Directive:
Quote every one of the entries below word for word, omitting the pictures.

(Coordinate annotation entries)
_ _ _ _ _ _ _
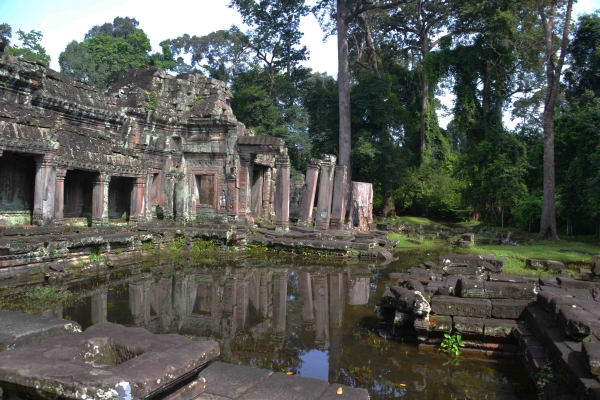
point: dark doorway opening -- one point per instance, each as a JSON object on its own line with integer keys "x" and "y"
{"x": 79, "y": 189}
{"x": 119, "y": 198}
{"x": 17, "y": 187}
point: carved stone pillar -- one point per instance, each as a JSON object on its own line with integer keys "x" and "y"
{"x": 282, "y": 194}
{"x": 232, "y": 198}
{"x": 325, "y": 192}
{"x": 245, "y": 164}
{"x": 309, "y": 193}
{"x": 267, "y": 187}
{"x": 45, "y": 190}
{"x": 138, "y": 200}
{"x": 279, "y": 303}
{"x": 100, "y": 199}
{"x": 338, "y": 204}
{"x": 169, "y": 195}
{"x": 59, "y": 201}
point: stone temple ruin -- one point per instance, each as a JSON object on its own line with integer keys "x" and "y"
{"x": 153, "y": 146}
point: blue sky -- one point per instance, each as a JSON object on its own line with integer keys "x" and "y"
{"x": 62, "y": 21}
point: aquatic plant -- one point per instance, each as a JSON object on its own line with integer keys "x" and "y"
{"x": 451, "y": 344}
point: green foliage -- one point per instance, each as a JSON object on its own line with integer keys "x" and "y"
{"x": 109, "y": 50}
{"x": 30, "y": 48}
{"x": 451, "y": 344}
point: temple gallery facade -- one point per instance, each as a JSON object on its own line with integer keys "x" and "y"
{"x": 154, "y": 146}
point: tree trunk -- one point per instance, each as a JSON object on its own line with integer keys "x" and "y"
{"x": 424, "y": 99}
{"x": 343, "y": 88}
{"x": 553, "y": 72}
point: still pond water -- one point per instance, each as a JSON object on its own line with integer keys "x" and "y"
{"x": 311, "y": 318}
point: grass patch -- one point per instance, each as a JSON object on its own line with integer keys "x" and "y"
{"x": 541, "y": 250}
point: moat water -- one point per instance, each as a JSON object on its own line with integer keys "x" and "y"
{"x": 313, "y": 318}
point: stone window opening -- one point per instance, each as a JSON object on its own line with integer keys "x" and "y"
{"x": 205, "y": 190}
{"x": 17, "y": 186}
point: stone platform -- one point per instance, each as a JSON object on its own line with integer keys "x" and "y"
{"x": 103, "y": 360}
{"x": 20, "y": 329}
{"x": 235, "y": 382}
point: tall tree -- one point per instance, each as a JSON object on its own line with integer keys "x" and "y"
{"x": 551, "y": 12}
{"x": 343, "y": 12}
{"x": 30, "y": 48}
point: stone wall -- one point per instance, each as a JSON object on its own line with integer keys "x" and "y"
{"x": 148, "y": 147}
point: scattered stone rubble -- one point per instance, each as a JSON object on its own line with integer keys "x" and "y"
{"x": 549, "y": 321}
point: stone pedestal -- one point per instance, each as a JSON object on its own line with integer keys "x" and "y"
{"x": 361, "y": 206}
{"x": 309, "y": 193}
{"x": 338, "y": 204}
{"x": 100, "y": 199}
{"x": 325, "y": 191}
{"x": 59, "y": 201}
{"x": 282, "y": 194}
{"x": 45, "y": 190}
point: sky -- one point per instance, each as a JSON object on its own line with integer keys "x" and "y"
{"x": 62, "y": 21}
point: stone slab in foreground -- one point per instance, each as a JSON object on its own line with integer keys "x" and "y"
{"x": 20, "y": 329}
{"x": 95, "y": 361}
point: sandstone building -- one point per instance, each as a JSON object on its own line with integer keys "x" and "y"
{"x": 153, "y": 146}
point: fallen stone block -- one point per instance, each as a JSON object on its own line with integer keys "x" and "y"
{"x": 509, "y": 308}
{"x": 96, "y": 361}
{"x": 498, "y": 330}
{"x": 468, "y": 327}
{"x": 20, "y": 329}
{"x": 534, "y": 264}
{"x": 461, "y": 307}
{"x": 439, "y": 325}
{"x": 591, "y": 352}
{"x": 555, "y": 267}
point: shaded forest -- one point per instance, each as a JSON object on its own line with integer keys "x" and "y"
{"x": 522, "y": 147}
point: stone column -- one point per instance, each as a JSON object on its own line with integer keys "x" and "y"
{"x": 169, "y": 196}
{"x": 279, "y": 303}
{"x": 232, "y": 198}
{"x": 325, "y": 192}
{"x": 267, "y": 184}
{"x": 338, "y": 204}
{"x": 308, "y": 312}
{"x": 100, "y": 199}
{"x": 321, "y": 310}
{"x": 243, "y": 176}
{"x": 59, "y": 201}
{"x": 99, "y": 307}
{"x": 138, "y": 200}
{"x": 309, "y": 193}
{"x": 45, "y": 190}
{"x": 282, "y": 194}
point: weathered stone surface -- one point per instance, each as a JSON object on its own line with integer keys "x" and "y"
{"x": 495, "y": 290}
{"x": 555, "y": 267}
{"x": 455, "y": 306}
{"x": 95, "y": 361}
{"x": 282, "y": 386}
{"x": 406, "y": 301}
{"x": 498, "y": 329}
{"x": 439, "y": 324}
{"x": 468, "y": 327}
{"x": 232, "y": 381}
{"x": 592, "y": 353}
{"x": 509, "y": 308}
{"x": 19, "y": 329}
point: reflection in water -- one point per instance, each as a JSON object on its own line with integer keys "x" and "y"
{"x": 316, "y": 322}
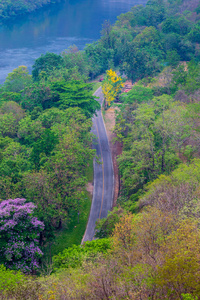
_ _ _ _ _ _ _
Written reply:
point: dark doorway opening -- one point per instance, each as a JSON object on its own line with integer keys "x" and "y"
{"x": 79, "y": 189}
{"x": 119, "y": 198}
{"x": 17, "y": 187}
point: carved stone pillar -- one point per instance, each as a JSON object on its own line with integer keys "x" and "y"
{"x": 282, "y": 194}
{"x": 232, "y": 198}
{"x": 325, "y": 192}
{"x": 245, "y": 164}
{"x": 309, "y": 193}
{"x": 267, "y": 187}
{"x": 45, "y": 190}
{"x": 138, "y": 200}
{"x": 279, "y": 303}
{"x": 100, "y": 199}
{"x": 338, "y": 204}
{"x": 169, "y": 195}
{"x": 59, "y": 201}
point: stone temple ruin -- one point per instance, each as a JSON object on its own line with integer keys "x" and "y"
{"x": 153, "y": 146}
point: blue sky -- one point per instance, each as a JSON object on its own line with integer keys "x" and "y"
{"x": 62, "y": 21}
point: aquatic plant -- one point per instance, each as a JSON object on its own line with integer keys "x" and "y"
{"x": 451, "y": 344}
point: green foliage -- one point per instance, each as a JSON object on its own line with integer keys "x" and "y"
{"x": 109, "y": 50}
{"x": 30, "y": 48}
{"x": 451, "y": 344}
point: temple gallery facade -- one point per instance, each as a JSON object on its own line with integer keys "x" and "y"
{"x": 154, "y": 146}
point: tree trunk -- one point per instance, each as a JSON object on its own line with integer keys "x" and "y"
{"x": 424, "y": 99}
{"x": 343, "y": 88}
{"x": 553, "y": 72}
point: still pond water -- one point per instance, each as a JSON object on its own line with integer keys "x" and "y"
{"x": 311, "y": 318}
point: grass patch -- one point per instance, each as a JSON object on its own line with integer keys "x" and "y"
{"x": 541, "y": 250}
point: moat water -- one point per instance, each as a JSON object on its own line with integer keys "x" and "y"
{"x": 313, "y": 318}
point: stone window opening -- one point per instance, each as a JSON object on its own line with integer keys "x" and "y"
{"x": 205, "y": 190}
{"x": 17, "y": 186}
point: stone platform -- one point per instance, each as a JSON object on its own line with integer keys "x" and "y"
{"x": 103, "y": 360}
{"x": 20, "y": 329}
{"x": 235, "y": 382}
point: tall tree -- one point per instance, each as a JSON object on its own line with integer keys "x" and "y"
{"x": 551, "y": 12}
{"x": 343, "y": 12}
{"x": 30, "y": 48}
point: stone wall -- one point per instance, each as a JSON object on its own line with integer keys "x" and "y"
{"x": 148, "y": 147}
point: scattered stone rubble -- one point per instance, each as a JSON object on its own line with integer keys "x" and "y"
{"x": 549, "y": 321}
point: stone pedestal -- one point per instance, each as a JSON object on its own line with integer keys "x" and "y"
{"x": 361, "y": 206}
{"x": 309, "y": 193}
{"x": 338, "y": 204}
{"x": 100, "y": 199}
{"x": 325, "y": 191}
{"x": 59, "y": 201}
{"x": 282, "y": 194}
{"x": 45, "y": 190}
point: sky -- one point per instance, each as a JSON object on its own line with integer keys "x" and "y"
{"x": 62, "y": 21}
point: stone slab in foreground -- one point per instance, each as a JSON object on its own line with integer keys "x" and "y"
{"x": 20, "y": 329}
{"x": 95, "y": 361}
point: sandstone building -- one point per instance, each as a JSON object on its own line with integer keys "x" and "y"
{"x": 153, "y": 146}
point: fallen stone block -- one point per instance, each as a JSON object on its own line with integer keys "x" and "y"
{"x": 509, "y": 308}
{"x": 96, "y": 361}
{"x": 498, "y": 330}
{"x": 468, "y": 327}
{"x": 20, "y": 329}
{"x": 534, "y": 264}
{"x": 461, "y": 307}
{"x": 439, "y": 325}
{"x": 591, "y": 352}
{"x": 555, "y": 267}
point: shaded forest -- one point per instance, each as a JSON object on its own line with integer keys "x" and "y"
{"x": 522, "y": 147}
point: stone column -- one point per instance, each as a JSON object on its own line with integer keys "x" and "y"
{"x": 169, "y": 196}
{"x": 279, "y": 303}
{"x": 232, "y": 198}
{"x": 325, "y": 192}
{"x": 267, "y": 184}
{"x": 338, "y": 204}
{"x": 308, "y": 312}
{"x": 100, "y": 199}
{"x": 321, "y": 310}
{"x": 243, "y": 176}
{"x": 59, "y": 201}
{"x": 99, "y": 307}
{"x": 138, "y": 200}
{"x": 309, "y": 193}
{"x": 45, "y": 190}
{"x": 282, "y": 194}
point: weathered stone surface -- one point per instance, each as a JSON object on its own line with integer keys "x" and "y"
{"x": 495, "y": 290}
{"x": 555, "y": 267}
{"x": 455, "y": 306}
{"x": 95, "y": 361}
{"x": 282, "y": 386}
{"x": 406, "y": 301}
{"x": 498, "y": 329}
{"x": 439, "y": 324}
{"x": 468, "y": 327}
{"x": 232, "y": 381}
{"x": 592, "y": 353}
{"x": 509, "y": 308}
{"x": 19, "y": 329}
point: reflection in water -- one point per instance, each as a JSON object on its own line with integer keys "x" and "y"
{"x": 316, "y": 322}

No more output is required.